▶ Instruções da tarefa
Converta em CSV de duas colunas, "texto" e "resposta", tudo desde o início do material até a linha com "[43, 85, 68, 109]", inclusive. Coloque cada texto e sua resposta numa linha, cada um num campo entre aspas, com as quebras de linha trocadas por espaços.

▶ Registros

----------------------------------------

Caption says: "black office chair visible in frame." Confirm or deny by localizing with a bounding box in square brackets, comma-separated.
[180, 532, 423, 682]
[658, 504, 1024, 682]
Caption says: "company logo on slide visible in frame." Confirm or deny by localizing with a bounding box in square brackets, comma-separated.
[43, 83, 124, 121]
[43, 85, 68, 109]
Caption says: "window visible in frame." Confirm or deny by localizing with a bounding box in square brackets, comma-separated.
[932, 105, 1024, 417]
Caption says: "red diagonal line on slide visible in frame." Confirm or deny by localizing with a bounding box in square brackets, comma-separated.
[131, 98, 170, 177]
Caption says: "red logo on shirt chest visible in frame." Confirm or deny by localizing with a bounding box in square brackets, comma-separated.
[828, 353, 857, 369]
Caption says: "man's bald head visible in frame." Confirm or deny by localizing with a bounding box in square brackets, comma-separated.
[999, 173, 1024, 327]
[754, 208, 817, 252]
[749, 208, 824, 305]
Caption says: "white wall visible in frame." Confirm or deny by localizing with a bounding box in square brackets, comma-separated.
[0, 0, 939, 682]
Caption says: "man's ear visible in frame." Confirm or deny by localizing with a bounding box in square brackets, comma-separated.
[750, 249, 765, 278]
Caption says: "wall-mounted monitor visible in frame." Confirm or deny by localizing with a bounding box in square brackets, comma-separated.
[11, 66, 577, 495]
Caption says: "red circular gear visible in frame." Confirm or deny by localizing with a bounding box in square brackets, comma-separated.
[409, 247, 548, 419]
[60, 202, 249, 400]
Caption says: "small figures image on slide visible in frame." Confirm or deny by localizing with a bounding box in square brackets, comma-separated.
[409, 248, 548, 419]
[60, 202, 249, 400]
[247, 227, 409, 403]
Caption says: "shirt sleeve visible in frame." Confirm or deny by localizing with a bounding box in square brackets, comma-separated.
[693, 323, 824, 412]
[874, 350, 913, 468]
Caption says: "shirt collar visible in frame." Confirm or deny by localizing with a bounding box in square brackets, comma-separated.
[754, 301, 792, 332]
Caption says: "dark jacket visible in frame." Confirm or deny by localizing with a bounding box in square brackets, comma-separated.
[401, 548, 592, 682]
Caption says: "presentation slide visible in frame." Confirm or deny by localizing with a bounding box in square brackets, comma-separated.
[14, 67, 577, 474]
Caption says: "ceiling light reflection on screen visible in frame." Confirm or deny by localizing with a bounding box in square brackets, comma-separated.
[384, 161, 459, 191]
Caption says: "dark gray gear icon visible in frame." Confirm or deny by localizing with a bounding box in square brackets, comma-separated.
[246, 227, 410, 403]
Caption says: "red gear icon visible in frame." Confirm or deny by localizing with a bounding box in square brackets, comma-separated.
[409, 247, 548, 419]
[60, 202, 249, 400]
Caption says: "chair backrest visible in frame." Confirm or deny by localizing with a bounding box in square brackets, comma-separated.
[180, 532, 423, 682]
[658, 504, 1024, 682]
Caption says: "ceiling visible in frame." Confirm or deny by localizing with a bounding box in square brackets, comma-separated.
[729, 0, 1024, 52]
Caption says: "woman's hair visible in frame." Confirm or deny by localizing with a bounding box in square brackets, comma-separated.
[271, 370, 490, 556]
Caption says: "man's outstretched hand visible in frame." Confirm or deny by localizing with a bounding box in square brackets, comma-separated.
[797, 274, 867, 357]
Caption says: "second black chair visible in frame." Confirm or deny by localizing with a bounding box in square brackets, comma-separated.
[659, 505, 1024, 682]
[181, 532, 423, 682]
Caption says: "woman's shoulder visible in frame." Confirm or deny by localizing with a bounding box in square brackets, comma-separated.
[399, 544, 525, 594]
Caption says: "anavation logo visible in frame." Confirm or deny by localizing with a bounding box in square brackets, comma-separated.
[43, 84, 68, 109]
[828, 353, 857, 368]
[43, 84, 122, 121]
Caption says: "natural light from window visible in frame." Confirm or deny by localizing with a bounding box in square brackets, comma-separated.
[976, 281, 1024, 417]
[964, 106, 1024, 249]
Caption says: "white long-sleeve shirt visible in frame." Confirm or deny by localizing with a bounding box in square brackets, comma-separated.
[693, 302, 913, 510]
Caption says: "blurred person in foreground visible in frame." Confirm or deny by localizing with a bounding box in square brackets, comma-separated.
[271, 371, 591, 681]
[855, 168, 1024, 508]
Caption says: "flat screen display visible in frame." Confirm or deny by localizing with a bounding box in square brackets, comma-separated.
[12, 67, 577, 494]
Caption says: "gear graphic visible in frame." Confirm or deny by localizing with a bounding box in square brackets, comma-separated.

----------------------------------------

▶ Resposta à tarefa
texto,resposta
"Caption says: ""black office chair visible in frame."" Confirm or deny by localizing with a bounding box in square brackets, comma-separated.","[180, 532, 423, 682] [658, 504, 1024, 682]"
"Caption says: ""company logo on slide visible in frame."" Confirm or deny by localizing with a bounding box in square brackets, comma-separated.","[43, 83, 124, 121] [43, 85, 68, 109]"